=== What needs to be done ===
Please read the records below and return each line holding the string "asphalt".

Point-per-instance localization data
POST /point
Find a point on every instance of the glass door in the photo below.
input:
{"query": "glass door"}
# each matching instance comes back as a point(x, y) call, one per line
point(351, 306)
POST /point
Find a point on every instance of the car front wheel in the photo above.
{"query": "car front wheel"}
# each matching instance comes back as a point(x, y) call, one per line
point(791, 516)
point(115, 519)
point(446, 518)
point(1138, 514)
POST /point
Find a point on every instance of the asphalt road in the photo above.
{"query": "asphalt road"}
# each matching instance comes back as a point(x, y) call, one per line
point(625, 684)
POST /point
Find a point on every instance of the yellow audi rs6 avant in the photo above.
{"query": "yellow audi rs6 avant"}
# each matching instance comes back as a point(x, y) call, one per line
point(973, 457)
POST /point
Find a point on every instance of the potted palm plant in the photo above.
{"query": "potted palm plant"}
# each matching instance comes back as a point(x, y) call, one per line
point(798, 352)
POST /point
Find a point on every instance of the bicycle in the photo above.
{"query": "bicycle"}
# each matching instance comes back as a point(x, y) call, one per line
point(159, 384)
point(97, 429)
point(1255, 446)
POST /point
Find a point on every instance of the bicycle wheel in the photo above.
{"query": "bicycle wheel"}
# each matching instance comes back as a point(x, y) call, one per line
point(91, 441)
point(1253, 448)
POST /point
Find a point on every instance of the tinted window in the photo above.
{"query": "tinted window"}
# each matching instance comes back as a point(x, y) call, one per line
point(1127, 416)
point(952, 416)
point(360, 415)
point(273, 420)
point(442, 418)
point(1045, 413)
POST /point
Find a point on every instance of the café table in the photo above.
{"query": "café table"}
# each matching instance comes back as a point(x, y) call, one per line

=== Output ===
Find a point on every instance of the asphalt road in the photo above.
{"query": "asphalt road"}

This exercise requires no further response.